— Excerpted passage —
CP: Where do you draw most of your creative inspiration?

RC: It's just like any writer; it comes in so many different ways. It may start with a chord progression or a guitar lick or just a song title or something that happened or something I need to write about.

I recently wrote a song called "River of Love" because it sounded good, just the title. I built the title around that. I have a song called "Jerry and JB" about Jerry Garcia (from the Grateful Dead) and John Bell from Widespread Panic as the icons, and the similarities between generations of concert goers. There are a lot of Allman Brothers references or show references, things like that, Rolling Stone Magazine, things that represent that particular culture.

I've been writing songs for 42 years. Sometimes, I sit down to write a song because I can; sometimes, I sit down and write a song because I needed to.

CP: So was "Jerry and JB" a case of you wanting to write a song or needing to?

RC: I had a whole lot of success, the band had, with a song called "Miracle Ticket." It really shows that deeply rooted, John Prine/Arlo Guthrie/storyteller kind of thing. We had a whole lot of success with that song, and it was really more of a guy telling a story with a musical bed in the background about a kid wanting to go see the Grateful Dead and trying to get a ticket. With the success of that, I wanted to write a sequel to that song, and that's where "Jerry and JB" came from.

— What is needed —
In the interview excerpt, which song was "Jerry and JB" written as a sequel to?

— Dataset extract —

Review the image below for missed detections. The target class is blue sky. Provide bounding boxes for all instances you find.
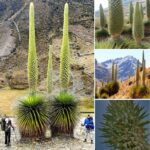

— Finished exercise —
"Miracle Ticket."